> **Exercise brief**
Write out each line of the stored items below as a JSON list of strings, one string per line, leaving out blank lines.

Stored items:
▬▬▬▬▬▬▬▬▬▬

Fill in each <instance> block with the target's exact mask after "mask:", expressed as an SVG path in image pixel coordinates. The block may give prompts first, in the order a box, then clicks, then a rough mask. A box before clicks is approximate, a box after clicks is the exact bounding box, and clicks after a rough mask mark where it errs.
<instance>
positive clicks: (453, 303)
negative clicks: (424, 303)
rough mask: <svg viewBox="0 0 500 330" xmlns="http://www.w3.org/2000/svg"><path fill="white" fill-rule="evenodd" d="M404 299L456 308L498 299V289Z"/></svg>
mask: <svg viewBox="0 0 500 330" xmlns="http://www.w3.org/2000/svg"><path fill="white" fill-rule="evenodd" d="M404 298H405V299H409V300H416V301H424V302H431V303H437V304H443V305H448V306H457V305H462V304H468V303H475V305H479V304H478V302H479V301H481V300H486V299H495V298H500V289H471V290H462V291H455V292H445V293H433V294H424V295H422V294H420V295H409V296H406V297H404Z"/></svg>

▬▬▬▬▬▬▬▬▬▬

> **Task response**
[
  "Fill in each <instance> block with the target's exact mask after \"mask:\", expressed as an SVG path in image pixel coordinates. The block may give prompts first, in the order a box, then clicks, then a rough mask. A box before clicks is approximate, a box after clicks is the exact bounding box, and clicks after a rough mask mark where it errs.",
  "<instance>",
  "positive clicks: (453, 303)",
  "negative clicks: (424, 303)",
  "rough mask: <svg viewBox=\"0 0 500 330\" xmlns=\"http://www.w3.org/2000/svg\"><path fill=\"white\" fill-rule=\"evenodd\" d=\"M404 299L456 308L498 299V289Z\"/></svg>",
  "mask: <svg viewBox=\"0 0 500 330\" xmlns=\"http://www.w3.org/2000/svg\"><path fill=\"white\" fill-rule=\"evenodd\" d=\"M404 298H405V299H409V300H416V301H424V302H431V303H437V304H443V305H448V306H457V305H462V304H468V303H475V305H479V304H478V302H479V301H481V300H486V299H495V298H500V289H471V290H462V291H455V292H445V293H433V294H424V295H422V294H420V295H409V296H406V297H404Z\"/></svg>"
]